++++ Source ++++
Taiwan-born director Ang Lee has one of the most varied and impressive resumes of American directors working today. He began with the indie success of his "Father Knows Best" trilogy: Pushing Hands, The Wedding Banquet, and Eat Drink Man Woman. Lee broke into the mainstream with Sense and Sensibility, followed by The Ice Storm, Ride with the Devil, Crouching Tiger, Hidden Dragon (for which he received an Oscar nomination), Hulk, Brokeback Mountain (for which he won the Oscar), and Lust, Caution. Now he's filmed Yann Martel's bestselling, award-winning novel Life of Pi—in 3D. When Lee came back through town for the Mill Valley Film Festival, I sat down with him at San Francisco's Ritz-Carlton Hotel to discuss Pi and filmmaking approaches.
Groucho: I appreciate your stamina.
Ang Lee: Yeah. (Laughs.)
Groucho: Doing all these interviews. So I think with this film, smart is "in," as they say, but I wonder if you've ever been made to defend smart filmmaking, ever made to feel that it's a liability.
Ang Lee: Liability, in Hollywood?
G: In terms of, I guess, the box office and the audience.
AL: To be honest with you, that's the biggest challenge of making this movie. It's pretty impossible to make. Once you get the money, you start to collect your images; still how you put together—how you present it, that's the biggest challenge yet. I realized, in making this movie, [it] is an expensive movie for what it is. It has to be a mainstream [movie]. Not only is it expensive; they have to now reach the shopping mall and big release date and all that. But just the anticipation: it's a big pressure. It has to be mainstream. But it is smart, as you said. You know, it's philoso—it came from a beloved philosophical book. (Laughs.) How do you do the balance? In some ways, the economic side and the artistic side seems like their relationship is like pi: considered irrational, they don't meet. I did go through a lot of that; it's actually the hardest, yeah. How do you see the circle? How do you invite everybody to take the leap of faith? And forget about proving this or that, restrictions of friends. Let's forget about all of that and see that it'll work.
G: Well, if that was at any point a struggle, it seems like you won that struggle.
++++ Recorded information ++++
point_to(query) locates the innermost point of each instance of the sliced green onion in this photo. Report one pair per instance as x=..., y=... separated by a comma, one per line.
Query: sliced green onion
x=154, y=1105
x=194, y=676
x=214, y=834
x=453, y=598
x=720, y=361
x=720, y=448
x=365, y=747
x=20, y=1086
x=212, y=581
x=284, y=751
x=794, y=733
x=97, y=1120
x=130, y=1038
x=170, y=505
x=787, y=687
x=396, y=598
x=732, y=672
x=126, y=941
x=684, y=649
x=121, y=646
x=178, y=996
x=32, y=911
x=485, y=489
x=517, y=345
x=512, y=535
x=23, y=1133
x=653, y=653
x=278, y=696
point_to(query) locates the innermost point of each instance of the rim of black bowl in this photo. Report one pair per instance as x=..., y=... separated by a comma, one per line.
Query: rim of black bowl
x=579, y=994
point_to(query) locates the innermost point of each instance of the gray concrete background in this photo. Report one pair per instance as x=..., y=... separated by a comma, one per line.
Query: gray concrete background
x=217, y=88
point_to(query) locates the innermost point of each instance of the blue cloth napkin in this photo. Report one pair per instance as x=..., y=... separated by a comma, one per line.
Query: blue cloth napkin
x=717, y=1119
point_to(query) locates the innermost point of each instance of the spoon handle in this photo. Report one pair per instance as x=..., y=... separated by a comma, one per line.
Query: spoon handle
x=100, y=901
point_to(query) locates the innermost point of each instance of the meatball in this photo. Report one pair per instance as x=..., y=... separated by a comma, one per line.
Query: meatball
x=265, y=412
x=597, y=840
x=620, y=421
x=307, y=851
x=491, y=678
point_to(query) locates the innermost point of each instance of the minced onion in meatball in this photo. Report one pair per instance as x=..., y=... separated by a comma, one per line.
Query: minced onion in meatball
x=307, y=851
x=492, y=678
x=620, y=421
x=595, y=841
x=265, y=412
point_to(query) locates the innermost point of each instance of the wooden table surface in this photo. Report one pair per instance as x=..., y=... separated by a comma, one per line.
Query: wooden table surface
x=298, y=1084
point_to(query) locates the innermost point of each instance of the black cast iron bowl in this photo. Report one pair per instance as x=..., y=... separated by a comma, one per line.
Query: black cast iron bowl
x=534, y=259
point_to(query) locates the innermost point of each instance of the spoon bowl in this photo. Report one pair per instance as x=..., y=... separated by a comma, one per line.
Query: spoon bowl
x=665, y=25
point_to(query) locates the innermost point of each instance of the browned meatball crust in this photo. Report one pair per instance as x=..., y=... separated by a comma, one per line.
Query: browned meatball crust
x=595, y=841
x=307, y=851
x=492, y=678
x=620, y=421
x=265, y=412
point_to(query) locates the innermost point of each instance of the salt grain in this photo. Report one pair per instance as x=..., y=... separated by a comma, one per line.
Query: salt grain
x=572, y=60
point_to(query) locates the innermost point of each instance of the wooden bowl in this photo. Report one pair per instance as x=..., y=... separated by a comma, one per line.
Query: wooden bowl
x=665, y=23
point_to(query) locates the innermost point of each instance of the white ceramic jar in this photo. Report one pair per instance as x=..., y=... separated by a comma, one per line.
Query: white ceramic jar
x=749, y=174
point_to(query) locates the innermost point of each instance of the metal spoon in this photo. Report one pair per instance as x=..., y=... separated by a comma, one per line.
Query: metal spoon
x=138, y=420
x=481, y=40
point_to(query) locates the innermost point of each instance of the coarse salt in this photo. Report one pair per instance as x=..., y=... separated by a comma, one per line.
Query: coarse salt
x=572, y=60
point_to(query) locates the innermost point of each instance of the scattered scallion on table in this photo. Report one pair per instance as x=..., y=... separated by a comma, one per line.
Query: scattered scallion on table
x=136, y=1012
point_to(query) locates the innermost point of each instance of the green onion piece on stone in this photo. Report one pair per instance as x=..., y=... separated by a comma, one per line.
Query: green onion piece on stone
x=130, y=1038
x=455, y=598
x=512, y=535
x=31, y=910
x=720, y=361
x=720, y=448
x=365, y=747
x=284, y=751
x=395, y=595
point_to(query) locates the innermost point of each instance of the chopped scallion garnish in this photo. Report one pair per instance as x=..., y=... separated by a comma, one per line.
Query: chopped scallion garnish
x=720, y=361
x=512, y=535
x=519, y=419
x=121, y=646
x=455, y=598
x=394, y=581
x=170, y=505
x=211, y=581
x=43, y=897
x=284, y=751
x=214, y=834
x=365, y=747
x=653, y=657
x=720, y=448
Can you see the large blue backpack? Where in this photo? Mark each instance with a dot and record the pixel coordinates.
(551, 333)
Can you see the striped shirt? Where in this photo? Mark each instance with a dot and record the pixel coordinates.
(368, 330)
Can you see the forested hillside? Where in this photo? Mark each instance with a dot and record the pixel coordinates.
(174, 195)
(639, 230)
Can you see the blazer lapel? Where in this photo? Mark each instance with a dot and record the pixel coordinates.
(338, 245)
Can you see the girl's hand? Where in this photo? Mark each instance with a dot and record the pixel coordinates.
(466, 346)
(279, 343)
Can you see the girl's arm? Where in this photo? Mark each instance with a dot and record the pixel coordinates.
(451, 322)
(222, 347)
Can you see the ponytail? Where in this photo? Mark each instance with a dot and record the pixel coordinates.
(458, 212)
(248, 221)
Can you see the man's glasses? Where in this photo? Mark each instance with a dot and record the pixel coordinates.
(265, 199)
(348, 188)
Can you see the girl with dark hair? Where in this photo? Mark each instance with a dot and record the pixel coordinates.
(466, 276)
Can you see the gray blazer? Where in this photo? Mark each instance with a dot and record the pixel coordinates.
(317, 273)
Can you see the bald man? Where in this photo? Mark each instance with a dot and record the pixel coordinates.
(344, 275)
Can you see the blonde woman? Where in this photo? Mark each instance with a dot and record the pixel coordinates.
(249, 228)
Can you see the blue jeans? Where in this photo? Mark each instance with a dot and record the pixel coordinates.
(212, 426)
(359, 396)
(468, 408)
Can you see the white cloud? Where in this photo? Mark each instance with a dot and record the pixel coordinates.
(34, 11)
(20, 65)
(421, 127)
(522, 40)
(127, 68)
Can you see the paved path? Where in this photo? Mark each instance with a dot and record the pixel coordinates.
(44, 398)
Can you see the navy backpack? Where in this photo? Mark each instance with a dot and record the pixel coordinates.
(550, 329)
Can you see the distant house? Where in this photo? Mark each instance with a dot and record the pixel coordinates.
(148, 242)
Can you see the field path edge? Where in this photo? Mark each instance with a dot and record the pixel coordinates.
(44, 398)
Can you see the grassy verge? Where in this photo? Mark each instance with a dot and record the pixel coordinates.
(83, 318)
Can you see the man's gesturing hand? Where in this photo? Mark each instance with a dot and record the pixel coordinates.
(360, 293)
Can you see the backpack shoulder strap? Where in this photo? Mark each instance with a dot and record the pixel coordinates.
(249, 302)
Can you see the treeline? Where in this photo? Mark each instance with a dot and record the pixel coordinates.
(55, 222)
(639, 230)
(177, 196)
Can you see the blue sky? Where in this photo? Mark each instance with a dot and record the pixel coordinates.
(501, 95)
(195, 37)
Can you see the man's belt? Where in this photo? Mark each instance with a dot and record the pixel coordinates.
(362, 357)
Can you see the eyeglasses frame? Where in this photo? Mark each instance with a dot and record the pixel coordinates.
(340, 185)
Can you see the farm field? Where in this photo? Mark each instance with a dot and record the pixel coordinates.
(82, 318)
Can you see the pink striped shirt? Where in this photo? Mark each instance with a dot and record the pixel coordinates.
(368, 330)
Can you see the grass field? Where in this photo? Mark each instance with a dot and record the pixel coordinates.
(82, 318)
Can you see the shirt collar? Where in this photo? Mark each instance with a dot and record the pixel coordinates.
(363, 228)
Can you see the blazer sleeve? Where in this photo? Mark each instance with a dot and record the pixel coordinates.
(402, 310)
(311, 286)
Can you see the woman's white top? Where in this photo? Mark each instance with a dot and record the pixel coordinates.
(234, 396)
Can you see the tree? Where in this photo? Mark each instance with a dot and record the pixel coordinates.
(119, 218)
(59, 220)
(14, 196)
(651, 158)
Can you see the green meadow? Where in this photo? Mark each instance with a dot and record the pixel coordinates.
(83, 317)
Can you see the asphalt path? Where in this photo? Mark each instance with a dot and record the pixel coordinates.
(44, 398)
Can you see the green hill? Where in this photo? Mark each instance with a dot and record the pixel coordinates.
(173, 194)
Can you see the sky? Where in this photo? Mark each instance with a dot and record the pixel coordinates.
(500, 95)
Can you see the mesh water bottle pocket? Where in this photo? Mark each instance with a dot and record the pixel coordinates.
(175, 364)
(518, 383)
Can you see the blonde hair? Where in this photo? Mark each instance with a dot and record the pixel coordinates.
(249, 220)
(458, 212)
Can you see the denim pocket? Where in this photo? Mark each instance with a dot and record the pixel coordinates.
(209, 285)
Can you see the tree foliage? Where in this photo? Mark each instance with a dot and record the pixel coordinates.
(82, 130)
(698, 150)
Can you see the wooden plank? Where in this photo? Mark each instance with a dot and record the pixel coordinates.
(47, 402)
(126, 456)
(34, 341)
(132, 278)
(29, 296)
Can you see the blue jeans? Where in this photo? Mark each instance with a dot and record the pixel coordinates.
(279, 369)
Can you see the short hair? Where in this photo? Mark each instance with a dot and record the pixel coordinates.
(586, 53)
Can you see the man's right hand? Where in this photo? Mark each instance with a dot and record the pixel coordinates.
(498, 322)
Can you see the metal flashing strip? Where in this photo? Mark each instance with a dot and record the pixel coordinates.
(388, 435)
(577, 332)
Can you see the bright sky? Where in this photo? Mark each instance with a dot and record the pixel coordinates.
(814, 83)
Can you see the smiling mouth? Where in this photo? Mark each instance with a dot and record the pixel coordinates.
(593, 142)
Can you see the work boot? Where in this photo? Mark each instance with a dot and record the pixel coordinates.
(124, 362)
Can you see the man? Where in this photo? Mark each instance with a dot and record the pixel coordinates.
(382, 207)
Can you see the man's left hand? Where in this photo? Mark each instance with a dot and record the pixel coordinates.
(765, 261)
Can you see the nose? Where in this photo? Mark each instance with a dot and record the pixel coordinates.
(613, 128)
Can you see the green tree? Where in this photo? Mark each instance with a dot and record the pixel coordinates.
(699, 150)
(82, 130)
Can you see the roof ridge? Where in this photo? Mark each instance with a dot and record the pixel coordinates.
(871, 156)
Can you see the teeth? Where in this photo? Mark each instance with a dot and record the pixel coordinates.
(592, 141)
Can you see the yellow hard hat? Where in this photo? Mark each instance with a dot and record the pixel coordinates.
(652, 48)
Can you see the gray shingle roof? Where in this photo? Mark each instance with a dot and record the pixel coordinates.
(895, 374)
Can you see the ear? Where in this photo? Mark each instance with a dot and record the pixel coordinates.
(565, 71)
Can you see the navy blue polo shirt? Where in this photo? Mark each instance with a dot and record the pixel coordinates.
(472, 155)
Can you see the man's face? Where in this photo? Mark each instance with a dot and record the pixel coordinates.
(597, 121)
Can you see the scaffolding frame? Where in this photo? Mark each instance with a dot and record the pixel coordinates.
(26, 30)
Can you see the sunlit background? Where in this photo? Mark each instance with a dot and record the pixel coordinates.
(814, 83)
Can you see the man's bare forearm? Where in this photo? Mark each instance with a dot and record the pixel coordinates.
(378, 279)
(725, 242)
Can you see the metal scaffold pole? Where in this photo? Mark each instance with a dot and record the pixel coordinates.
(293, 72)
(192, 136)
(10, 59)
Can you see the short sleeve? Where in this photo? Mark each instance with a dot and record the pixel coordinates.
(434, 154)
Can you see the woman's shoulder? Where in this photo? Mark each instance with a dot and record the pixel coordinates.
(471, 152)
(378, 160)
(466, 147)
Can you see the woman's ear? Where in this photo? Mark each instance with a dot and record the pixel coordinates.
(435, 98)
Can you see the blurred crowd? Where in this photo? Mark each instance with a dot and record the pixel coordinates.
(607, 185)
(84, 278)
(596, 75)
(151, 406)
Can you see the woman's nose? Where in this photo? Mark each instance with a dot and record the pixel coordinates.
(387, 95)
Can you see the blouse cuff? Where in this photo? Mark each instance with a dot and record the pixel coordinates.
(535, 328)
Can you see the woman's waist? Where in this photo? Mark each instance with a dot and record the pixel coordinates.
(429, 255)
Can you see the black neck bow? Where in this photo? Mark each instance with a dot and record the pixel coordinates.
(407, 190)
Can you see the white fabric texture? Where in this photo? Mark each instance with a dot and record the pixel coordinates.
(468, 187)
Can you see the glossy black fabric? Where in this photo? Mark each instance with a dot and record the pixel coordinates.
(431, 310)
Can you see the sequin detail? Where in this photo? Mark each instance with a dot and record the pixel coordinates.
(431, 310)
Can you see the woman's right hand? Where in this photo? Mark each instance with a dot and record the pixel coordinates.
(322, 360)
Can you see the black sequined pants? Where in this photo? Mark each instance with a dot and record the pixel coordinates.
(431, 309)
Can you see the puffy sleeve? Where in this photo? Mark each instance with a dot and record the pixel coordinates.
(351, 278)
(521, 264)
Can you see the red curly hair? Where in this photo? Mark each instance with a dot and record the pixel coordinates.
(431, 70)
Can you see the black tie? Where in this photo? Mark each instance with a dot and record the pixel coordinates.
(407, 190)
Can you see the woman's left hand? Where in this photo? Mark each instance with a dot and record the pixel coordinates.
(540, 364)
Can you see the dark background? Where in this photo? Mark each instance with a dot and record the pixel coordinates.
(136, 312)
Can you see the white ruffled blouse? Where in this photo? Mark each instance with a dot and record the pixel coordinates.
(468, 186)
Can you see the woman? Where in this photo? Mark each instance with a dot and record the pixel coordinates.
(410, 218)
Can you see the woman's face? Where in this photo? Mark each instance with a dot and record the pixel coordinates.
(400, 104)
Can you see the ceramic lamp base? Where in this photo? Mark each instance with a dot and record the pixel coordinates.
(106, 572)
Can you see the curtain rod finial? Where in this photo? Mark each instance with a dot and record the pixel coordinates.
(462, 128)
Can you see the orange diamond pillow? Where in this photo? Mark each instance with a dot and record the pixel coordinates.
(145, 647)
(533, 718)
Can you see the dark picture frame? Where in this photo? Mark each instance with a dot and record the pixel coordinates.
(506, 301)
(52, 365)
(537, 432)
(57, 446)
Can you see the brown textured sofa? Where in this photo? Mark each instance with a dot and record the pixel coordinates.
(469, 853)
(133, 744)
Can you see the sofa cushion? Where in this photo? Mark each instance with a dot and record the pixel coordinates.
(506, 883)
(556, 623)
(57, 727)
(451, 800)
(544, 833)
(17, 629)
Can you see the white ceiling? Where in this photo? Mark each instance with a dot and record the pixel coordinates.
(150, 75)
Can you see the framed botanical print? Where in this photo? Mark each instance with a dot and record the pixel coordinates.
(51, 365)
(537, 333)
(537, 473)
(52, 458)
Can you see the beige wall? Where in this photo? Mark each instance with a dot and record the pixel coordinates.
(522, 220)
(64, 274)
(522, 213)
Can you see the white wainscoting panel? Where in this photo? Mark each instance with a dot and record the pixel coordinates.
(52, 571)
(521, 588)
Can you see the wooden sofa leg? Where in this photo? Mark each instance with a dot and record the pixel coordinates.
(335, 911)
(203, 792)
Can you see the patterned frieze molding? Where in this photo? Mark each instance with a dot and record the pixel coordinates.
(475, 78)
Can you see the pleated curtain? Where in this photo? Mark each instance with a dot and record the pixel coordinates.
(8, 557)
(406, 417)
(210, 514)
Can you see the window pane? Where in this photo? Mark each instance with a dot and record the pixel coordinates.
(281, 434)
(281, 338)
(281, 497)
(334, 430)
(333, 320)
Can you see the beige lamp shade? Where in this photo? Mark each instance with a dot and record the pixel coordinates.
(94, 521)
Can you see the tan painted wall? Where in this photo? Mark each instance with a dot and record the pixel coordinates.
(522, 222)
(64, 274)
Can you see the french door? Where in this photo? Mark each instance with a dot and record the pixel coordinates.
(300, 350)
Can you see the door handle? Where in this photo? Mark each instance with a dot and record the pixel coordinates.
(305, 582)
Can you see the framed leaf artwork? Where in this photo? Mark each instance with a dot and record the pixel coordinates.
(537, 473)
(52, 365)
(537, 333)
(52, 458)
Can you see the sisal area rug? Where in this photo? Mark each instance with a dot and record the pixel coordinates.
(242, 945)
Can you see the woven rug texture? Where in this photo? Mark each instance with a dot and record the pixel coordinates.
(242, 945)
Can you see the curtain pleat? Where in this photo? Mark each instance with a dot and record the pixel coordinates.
++++
| Task description |
Pick up the interview with Ang Lee about Life of Pi after its last line and carry the conversation forward.

| Answer for this exercise |
AL: We'll see. (Laughs.)
G: At least you made the film you set out to make; isn't that correct?
AL: Yeah. But, y'know, just to be really honest with you? I think the real—the movie's a provocation and an invitation, such as the book. You can never do it as well as how people put up in their minds. So if it works or not, it's a little bit of luck, too. It's not about how sincere or how hard you work, or how smart you are, how skillful you are; it's really a fate of its own. Like, two and a half weeks ago, I didn't know with the movie how it's going to hit; I don't know! For all the wisdom I have (laughs), which I believe I have more than anybody—
AL: I could see in the studio everything. But still it's a big, dicey roll. But at some point, you just: "Whatever happens." I think it will bounce back and forth. It's not an easy, settled movie. It doesn't follow any particular pattern, so it's very hard to predict. I like what I see so far, but I still have a long way to go.
G: I think it might help that the film, like the source material, is this sort of Rorshach test, right? Audiences are invited to see what they want to see in the story.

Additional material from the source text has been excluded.